**What to work on**
Count the lines in the records below that contain the string "photo" with matching case, and reply with only that number.

-------- Available records

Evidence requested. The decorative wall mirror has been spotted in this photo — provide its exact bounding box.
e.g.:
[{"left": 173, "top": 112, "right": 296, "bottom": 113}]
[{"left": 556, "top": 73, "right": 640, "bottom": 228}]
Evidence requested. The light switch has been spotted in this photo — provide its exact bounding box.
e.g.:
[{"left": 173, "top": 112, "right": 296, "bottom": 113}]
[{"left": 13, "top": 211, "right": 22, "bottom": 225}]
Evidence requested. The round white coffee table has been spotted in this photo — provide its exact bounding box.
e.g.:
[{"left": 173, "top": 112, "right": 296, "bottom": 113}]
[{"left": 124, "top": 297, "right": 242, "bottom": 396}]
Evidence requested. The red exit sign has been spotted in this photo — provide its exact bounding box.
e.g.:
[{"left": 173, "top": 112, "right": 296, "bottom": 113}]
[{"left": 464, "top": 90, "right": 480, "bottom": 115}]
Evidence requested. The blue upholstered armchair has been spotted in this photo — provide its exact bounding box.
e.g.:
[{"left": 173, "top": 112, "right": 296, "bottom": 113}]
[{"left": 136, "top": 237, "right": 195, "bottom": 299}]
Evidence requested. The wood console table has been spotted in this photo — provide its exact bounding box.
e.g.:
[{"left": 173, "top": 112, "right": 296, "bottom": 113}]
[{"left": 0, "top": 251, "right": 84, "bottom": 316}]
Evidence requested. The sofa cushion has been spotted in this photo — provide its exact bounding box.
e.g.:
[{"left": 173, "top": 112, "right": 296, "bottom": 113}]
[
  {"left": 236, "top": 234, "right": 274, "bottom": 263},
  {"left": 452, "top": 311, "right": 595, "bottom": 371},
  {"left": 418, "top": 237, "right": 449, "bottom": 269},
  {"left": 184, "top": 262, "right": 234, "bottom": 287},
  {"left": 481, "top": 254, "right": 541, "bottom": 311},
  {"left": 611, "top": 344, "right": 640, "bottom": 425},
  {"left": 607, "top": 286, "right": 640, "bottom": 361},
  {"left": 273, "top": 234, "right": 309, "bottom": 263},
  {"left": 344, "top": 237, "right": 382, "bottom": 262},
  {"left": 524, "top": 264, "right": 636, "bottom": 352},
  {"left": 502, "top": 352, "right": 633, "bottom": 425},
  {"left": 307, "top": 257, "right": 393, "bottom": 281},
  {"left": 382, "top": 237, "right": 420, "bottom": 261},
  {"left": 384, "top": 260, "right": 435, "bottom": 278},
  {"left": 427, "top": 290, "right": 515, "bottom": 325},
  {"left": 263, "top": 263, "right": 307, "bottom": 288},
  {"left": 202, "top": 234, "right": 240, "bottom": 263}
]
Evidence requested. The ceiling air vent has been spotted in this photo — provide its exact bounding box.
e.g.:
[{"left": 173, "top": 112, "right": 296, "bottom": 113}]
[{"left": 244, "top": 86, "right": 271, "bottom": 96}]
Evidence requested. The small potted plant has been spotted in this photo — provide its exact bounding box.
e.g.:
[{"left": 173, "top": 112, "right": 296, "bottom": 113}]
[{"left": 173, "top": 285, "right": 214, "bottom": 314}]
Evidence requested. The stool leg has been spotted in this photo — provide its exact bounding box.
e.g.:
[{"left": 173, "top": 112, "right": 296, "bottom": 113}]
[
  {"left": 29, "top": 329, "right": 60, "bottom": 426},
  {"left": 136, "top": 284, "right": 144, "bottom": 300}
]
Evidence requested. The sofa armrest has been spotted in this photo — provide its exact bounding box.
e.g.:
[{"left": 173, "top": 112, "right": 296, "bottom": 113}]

----------------

**Expected answer**
11